▶ _DATA FOR THE TASK_
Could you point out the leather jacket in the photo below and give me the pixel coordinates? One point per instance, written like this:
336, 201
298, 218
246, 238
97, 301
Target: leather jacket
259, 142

▶ _TO BE DONE_
Give back every line of the records above without altering a single character.

▶ _SOLUTION TO THIS EXERCISE_
Could you point out the leather jacket in the photo below and give me the pixel coordinates? One point per instance, written like this:
336, 201
298, 218
246, 238
97, 301
Target: leather jacket
259, 142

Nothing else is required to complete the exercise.